* **What you need to do**:
Put each line of the material below into a numbered list, skipping any blank lines.

* **Given data**:
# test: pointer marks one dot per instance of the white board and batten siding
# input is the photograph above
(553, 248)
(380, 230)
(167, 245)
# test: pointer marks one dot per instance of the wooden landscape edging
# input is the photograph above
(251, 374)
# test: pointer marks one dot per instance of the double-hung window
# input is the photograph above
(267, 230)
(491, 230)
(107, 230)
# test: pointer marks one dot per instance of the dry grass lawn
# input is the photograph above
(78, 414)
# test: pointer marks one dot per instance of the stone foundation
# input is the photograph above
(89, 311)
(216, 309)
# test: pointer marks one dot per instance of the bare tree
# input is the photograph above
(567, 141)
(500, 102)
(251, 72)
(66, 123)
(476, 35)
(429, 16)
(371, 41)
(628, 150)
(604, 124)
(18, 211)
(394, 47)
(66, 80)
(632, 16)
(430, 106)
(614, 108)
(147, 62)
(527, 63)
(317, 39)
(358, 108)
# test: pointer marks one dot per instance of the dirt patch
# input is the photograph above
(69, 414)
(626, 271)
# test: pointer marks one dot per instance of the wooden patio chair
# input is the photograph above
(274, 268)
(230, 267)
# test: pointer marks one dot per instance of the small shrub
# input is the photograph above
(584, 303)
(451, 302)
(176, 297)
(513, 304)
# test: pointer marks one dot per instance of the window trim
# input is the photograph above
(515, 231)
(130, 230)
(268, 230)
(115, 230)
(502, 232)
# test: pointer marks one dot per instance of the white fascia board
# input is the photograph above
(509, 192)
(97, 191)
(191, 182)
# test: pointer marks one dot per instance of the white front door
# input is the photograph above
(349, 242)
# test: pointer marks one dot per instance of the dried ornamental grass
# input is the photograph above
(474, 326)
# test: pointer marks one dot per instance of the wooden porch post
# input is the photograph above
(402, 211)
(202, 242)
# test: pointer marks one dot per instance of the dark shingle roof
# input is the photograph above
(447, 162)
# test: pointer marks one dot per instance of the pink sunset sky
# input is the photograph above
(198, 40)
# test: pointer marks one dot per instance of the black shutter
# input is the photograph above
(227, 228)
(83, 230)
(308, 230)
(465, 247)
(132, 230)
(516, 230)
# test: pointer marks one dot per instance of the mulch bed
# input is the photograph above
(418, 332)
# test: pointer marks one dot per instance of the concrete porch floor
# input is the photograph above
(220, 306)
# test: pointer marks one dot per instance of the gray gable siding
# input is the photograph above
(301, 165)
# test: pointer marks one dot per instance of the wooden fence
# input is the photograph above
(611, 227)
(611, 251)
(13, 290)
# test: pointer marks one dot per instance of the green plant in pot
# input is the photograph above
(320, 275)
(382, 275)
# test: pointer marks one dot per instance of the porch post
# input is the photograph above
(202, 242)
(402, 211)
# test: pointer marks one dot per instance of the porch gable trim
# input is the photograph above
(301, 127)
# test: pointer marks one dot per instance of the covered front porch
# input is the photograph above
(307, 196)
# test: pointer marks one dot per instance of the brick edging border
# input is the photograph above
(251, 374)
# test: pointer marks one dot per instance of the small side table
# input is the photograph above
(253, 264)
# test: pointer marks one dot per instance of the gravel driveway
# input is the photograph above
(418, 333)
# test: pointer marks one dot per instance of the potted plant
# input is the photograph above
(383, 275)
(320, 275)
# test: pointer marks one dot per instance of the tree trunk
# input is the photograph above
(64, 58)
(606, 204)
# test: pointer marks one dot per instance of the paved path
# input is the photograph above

* **Output for this exercise**:
1. # test: pointer marks one dot per instance of the white board and batten siding
2. # input is the photograph above
3. (553, 248)
4. (380, 230)
5. (167, 245)
6. # test: pointer marks one dot per instance of the wooden landscape edging
7. # input is the photograph above
8. (251, 374)
9. # test: pointer marks one dot per instance of the double-hung window
10. # input is the photograph above
11. (267, 230)
12. (491, 230)
13. (107, 230)
14. # test: pointer marks one dot per instance of the dry grass lawn
15. # input is the photograph above
16. (78, 414)
17. # test: pointer marks one dot per instance of the stone foundation
18. # input is the photograph above
19. (89, 311)
20. (216, 309)
21. # test: pointer marks one dot per instance of the bare tree
22. # input is the photograph above
23. (567, 141)
24. (500, 102)
25. (251, 72)
26. (66, 123)
27. (476, 35)
28. (429, 16)
29. (371, 41)
30. (628, 150)
31. (604, 124)
32. (18, 211)
33. (394, 47)
34. (66, 80)
35. (632, 16)
36. (430, 106)
37. (614, 108)
38. (147, 62)
39. (527, 63)
40. (317, 39)
41. (358, 108)
42. # test: pointer marks one dot per instance of the dirt patch
43. # input is the photograph above
44. (69, 414)
45. (626, 271)
46. # test: pointer marks one dot per instance of the wooden patio chair
47. # input is the photograph above
48. (274, 268)
49. (230, 267)
50. # test: pointer marks one dot per instance of the small shrub
51. # input is the photograph above
52. (584, 303)
53. (451, 302)
54. (176, 297)
55. (513, 304)
56. # test: pointer marks one dot per instance of the window trim
57. # input is the photograph above
58. (515, 231)
59. (130, 230)
60. (268, 230)
61. (115, 230)
62. (502, 232)
63. # test: pointer marks one dot per instance of the white fascia board
64. # input is the photograph above
65. (509, 192)
66. (97, 191)
67. (191, 182)
68. # test: pointer marks one dot per instance of the white front door
69. # input is the photograph above
70. (349, 242)
71. # test: pointer marks one dot per instance of the dried ornamental grass
72. # input is the photograph above
73. (474, 326)
74. # test: pointer marks one dot per instance of the wooden porch post
75. # input is the photograph above
76. (402, 211)
77. (202, 242)
78. # test: pointer marks one dot per instance of the dark shingle roof
79. # input is the photograph above
80. (447, 162)
81. # test: pointer marks one dot per instance of the pink sunset sky
82. # input is the photograph above
83. (198, 40)
84. # test: pointer marks one dot per instance of the black shutter
85. # input is the photograph above
86. (227, 228)
87. (83, 230)
88. (308, 230)
89. (465, 247)
90. (132, 230)
91. (516, 230)
92. # test: pointer marks one dot per instance of the mulch bed
93. # input is the photograph above
94. (418, 332)
95. # test: pointer marks one dot per instance of the concrete porch floor
96. # input is the photograph above
97. (220, 306)
98. # test: pointer marks one dot per instance of the gray gable siding
99. # input is the photograph above
100. (301, 165)
101. # test: pointer marks one dot per instance of the wooden fence
102. # input is the photograph above
103. (611, 227)
104. (611, 251)
105. (13, 290)
106. # test: pointer marks one dot per instance of the green plant in pot
107. # input is the photograph above
108. (320, 275)
109. (382, 275)
110. # test: pointer marks one dot per instance of the porch post
111. # input is the photograph above
112. (202, 242)
113. (402, 211)
114. # test: pointer marks one dot per instance of the porch gable trim
115. # input is the photograph above
116. (301, 127)
117. # test: pointer marks one dot per instance of the covered front porch
118. # input is the photograph above
119. (307, 196)
120. # test: pointer marks one dot per instance of the brick edging border
121. # input is the photograph above
122. (251, 374)
123. # test: pointer marks one dot per instance of the small side table
124. # input is the photograph above
125. (253, 264)
126. # test: pointer marks one dot per instance of the gravel driveway
127. # input is the photograph above
128. (418, 333)
129. # test: pointer marks one dot per instance of the potted plant
130. # input is the photograph above
131. (383, 275)
132. (320, 275)
133. # test: pointer marks one dot per instance of the tree trunk
134. # input is the photograph above
135. (64, 58)
136. (606, 204)
137. # test: pointer marks one dot per instance of the paved path
138. # input is the photograph above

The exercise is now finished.